___ Source document ___

Thus, man’s freedom in the Age of Enlightenment reigns supreme. He has freedom to act but he is not entirely free to act and Reason as he wishes. The discursive limits of our Reason and truth-claims will only be apparent if one understand how one’s faculties work. Aufklarung ist hence, an attitude that one must take upon himself to study and understand our faculties. This was Kant’s critical transcendental project for a major part of his life. What then may we hope for? We can still in the crudest sense, ‘talk God,’ ‘immortality,’ ‘freedom,’ and ‘soul’ but one must always be conscious of talking about them as theoretical cognitions that have objective validity or are they ideals of reason as like for Kant, for a greater (greatest) purpose, man?

“Here are the limits of our reason clearly delineated. Whoever presumes to overstep them will be punished for his zeal by reason itself with disgust and error. But if we remain within these limits, we shall be rewarded by becoming both wise and good [RWTLORA pp. lxii].”

Footnotes:
1. “…as a scholar whose writings speak to his public, the world, the clergyman in the public use of reason enjoys an unlimited freedom to use his own reason and to speak in his own person.

2. Practical Reason for Kant comes into play where theoretical reason and cognition reaches its limit – in the comprehension of God, Freedom and Immortality of the Soul. In general then, Practical Reason becomes associated with a moral duty with regards to (a) man’s use of freedom (b) to act in morally respectable ways and this can be motivated by (or in a stronger sense: conditioned by) a practical faith in God which is argued for by Kant in his later works - Religion within the Limits of Reason Alone.

___

Request A =
Can you copy from the passage on Kant, beginning at the words "2. Practical Reason" and stopping after the words "of Reason Alone."?

___ Raw records ___

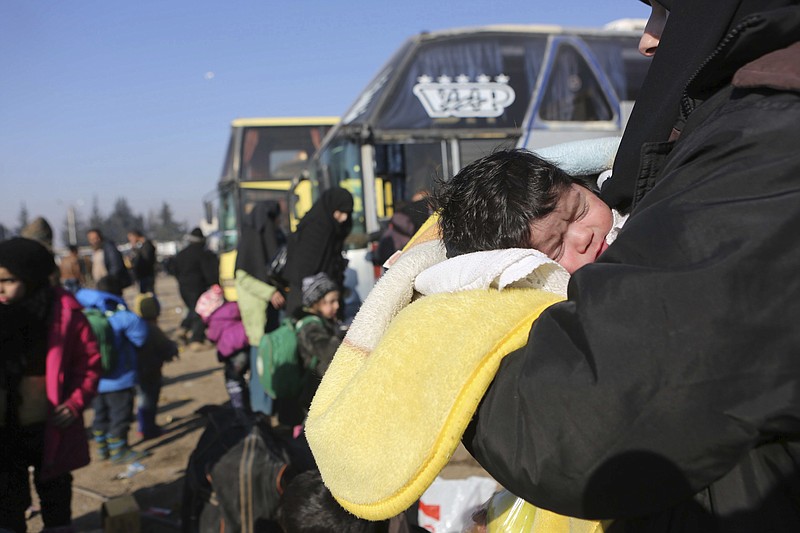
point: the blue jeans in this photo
(113, 413)
(260, 402)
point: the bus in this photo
(266, 160)
(446, 98)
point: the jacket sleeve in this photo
(675, 355)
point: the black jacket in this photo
(665, 393)
(196, 269)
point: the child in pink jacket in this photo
(225, 328)
(49, 371)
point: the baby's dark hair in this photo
(491, 203)
(307, 506)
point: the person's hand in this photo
(63, 416)
(277, 300)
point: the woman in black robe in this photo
(317, 244)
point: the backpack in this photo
(98, 320)
(280, 368)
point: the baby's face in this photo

___

Request B =
Could you arrange the records as a numbered list, beginning at the line that has "point: the backpack in this photo" and stopping after the last line of the records, with blank lines left out?

Exercise result A =
2. Practical Reason for Kant comes into play where theoretical reason and cognition reaches its limit – in the comprehension of God, Freedom and Immortality of the Soul. In general then, Practical Reason becomes associated with a moral duty with regards to (a) man’s use of freedom (b) to act in morally respectable ways and this can be motivated by (or in a stronger sense: conditioned by) a practical faith in God which is argued for by Kant in his later works - Religion within the Limits of Reason Alone.

Exercise result B =
1. point: the backpack in this photo
2. (98, 320)
3. (280, 368)
4. point: the baby's face in this photo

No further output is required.